#### [Records provided]
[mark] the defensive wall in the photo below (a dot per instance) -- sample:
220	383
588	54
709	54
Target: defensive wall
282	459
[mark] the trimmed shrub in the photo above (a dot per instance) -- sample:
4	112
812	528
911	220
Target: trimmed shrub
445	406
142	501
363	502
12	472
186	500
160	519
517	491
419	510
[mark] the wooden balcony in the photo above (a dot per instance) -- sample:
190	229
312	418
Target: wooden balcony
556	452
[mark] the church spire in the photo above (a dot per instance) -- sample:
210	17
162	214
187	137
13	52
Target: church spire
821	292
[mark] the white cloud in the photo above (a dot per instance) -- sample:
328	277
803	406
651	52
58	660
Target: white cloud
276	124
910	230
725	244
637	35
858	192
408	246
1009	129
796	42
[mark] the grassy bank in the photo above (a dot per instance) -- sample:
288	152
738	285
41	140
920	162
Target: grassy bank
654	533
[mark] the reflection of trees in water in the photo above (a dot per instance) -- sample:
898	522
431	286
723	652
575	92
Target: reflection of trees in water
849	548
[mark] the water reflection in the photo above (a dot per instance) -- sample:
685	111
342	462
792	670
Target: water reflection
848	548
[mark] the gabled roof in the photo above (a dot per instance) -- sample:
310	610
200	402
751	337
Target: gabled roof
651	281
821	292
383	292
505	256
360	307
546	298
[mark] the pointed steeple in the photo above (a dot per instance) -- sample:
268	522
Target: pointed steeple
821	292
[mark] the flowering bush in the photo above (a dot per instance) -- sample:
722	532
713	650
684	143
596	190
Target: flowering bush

#### [Goal of the exercise]
Print out every record again, exactly and in full.

#### [Exercise output]
[mark] the defensive wall in the photo below (a dot per instance) -- sample:
220	383
588	54
709	54
Target: defensive wall
282	459
[mark] the trimmed shrub in the photo above (a dot per instance) -- sample:
4	112
812	528
911	220
Target: trimmed shrub
445	406
142	501
363	502
12	472
186	500
160	519
517	491
419	510
[mark] the wooden balcony in the photo above (a dot per instance) -- sample:
190	229
312	418
Target: wooden balcony
556	452
[mark] the church spire in the photo above (a dot per instance) -- sample:
210	17
162	214
187	137
13	52
Target: church spire
821	292
[mark] the white cloud in the photo above (a dot per instance) -- sample:
328	277
803	406
651	52
58	660
Target: white cloud
276	124
910	230
725	244
637	35
858	192
408	246
1009	129
796	42
[mark] the grassy bank in the photo above (a dot per instance) -- sample:
288	152
738	285
41	140
920	162
Target: grassy bank
654	533
[mark] the reflection of trees in water in the photo above (a dot per instance) -- sample:
898	522
431	286
723	652
575	92
Target: reflection of trees in water
849	548
[mark] the water reflection in the photo above (a dot per instance) -- sample:
685	111
342	462
792	670
Target: water reflection
848	548
[mark] the gabled roof in the photo above (a dot per instance) -- sample:
310	610
200	402
751	337
Target: gabled roof
651	281
821	292
383	292
505	256
360	307
546	298
[mark] the pointed steeple in the photo above (a dot per instance) -- sample:
268	522
Target: pointed steeple
821	292
[mark] the flowering bush in the photo above (a dot per instance) -- sample:
722	532
713	650
684	143
596	190
Target: flowering bush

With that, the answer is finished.